** PROVIDED MATERIAL follows **

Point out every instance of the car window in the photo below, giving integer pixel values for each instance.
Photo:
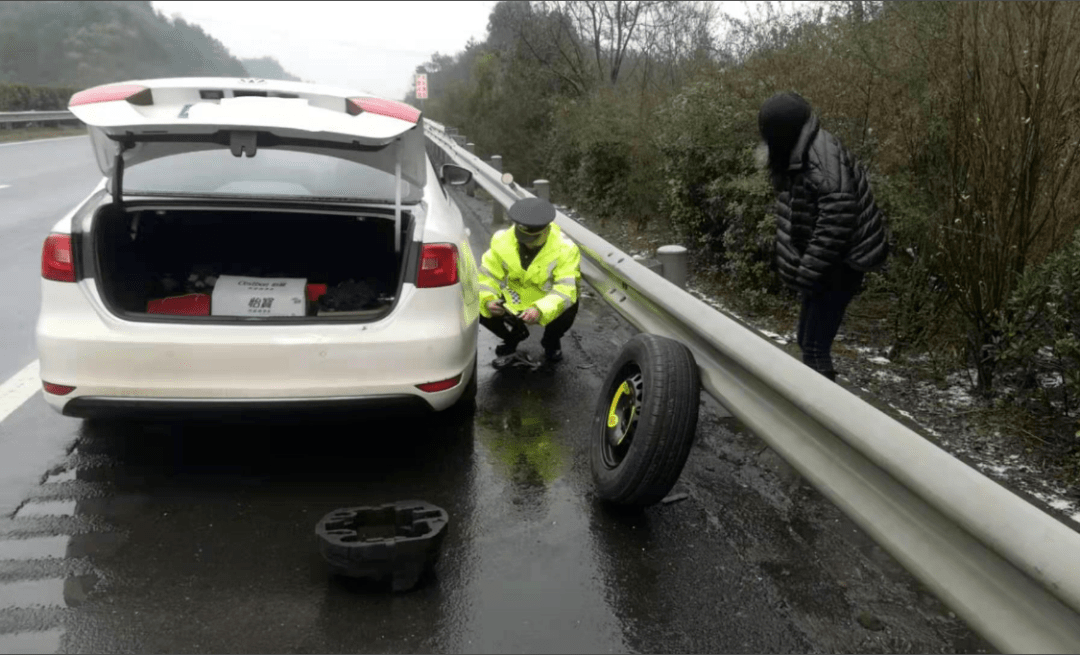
(272, 172)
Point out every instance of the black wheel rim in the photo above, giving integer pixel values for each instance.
(620, 425)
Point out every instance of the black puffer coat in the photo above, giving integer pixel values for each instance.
(825, 213)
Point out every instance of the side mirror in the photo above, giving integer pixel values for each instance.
(455, 175)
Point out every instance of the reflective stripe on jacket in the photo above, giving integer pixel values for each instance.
(550, 284)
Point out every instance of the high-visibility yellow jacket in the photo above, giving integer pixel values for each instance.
(550, 284)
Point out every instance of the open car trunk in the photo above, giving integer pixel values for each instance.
(225, 265)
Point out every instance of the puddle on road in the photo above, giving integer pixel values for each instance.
(524, 443)
(49, 592)
(65, 476)
(46, 508)
(35, 548)
(48, 641)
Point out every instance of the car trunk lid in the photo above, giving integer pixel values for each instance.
(136, 122)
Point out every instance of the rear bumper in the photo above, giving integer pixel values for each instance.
(183, 409)
(116, 365)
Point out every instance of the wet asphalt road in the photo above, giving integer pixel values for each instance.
(193, 537)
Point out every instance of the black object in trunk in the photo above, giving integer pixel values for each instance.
(351, 296)
(150, 254)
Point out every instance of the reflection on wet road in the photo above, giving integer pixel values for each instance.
(196, 537)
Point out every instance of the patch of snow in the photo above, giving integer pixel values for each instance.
(994, 468)
(887, 376)
(1051, 381)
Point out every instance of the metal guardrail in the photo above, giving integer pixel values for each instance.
(35, 117)
(1010, 570)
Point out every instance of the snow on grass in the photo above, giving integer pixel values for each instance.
(888, 376)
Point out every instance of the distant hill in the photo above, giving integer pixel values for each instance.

** End of PROVIDED MATERIAL **

TASK BRIEF:
Would you return the records exactly as written, minus any image?

WORKED SOLUTION:
Point out every instance of the car window in the photo below, giving integer pixel values for each instance.
Photo:
(272, 172)
Point out every instance of the black wheel rim in the photo above, giving integer pixel values for each instance.
(620, 425)
Point out every instance of the black puffer coat in the photo above, giving integer pixel values for each instance.
(825, 213)
Point out every instance of the side mirror in the photo above, giving integer pixel values for each instance.
(455, 175)
Point out every instance of the reflective stripe on jacket in the photo above, giving integer pixel values for each instance.
(550, 284)
Point out every instance of the high-visibility yellow jacket in the photo above, giving integer pixel values for each instance.
(550, 284)
Point out every instance of the open car trunk in the photo above, giving integer pixel values for each instance.
(225, 265)
Point out every instance of the puddle on road in the photo above, giving integer pixel values for each instance.
(524, 443)
(49, 592)
(65, 476)
(46, 508)
(35, 548)
(48, 641)
Point out every instance of the car trunk lid in the photo above, giving integer pixel values for each instance.
(136, 122)
Point out every instance of the rear bumper in the photo above, giving integer pixel values for each instance.
(183, 409)
(116, 365)
Point out every instance of the wet asphalt road in the photo above, giving integer pixel values for each instance.
(193, 537)
Point out every instance of the black object in trunk in the photo above, giving integer pixel values for each instance.
(351, 296)
(150, 254)
Point out every instance of the reflection on wet road in the photo above, giving integer pixel values for each instance.
(196, 537)
Point out every instance of the patch of snow in the photo above, giving integer pixel values for each instance.
(994, 468)
(887, 376)
(1051, 381)
Point out every instance of the metal guardrail in the photo above, giving integer pixel values for each instance.
(35, 117)
(1010, 570)
Point out every instance of the snow on grass in the photo above, giving integer pixel values for each instance.
(888, 376)
Point out every instance of the distant hill in the photo above, giving integer pixel values for each instance.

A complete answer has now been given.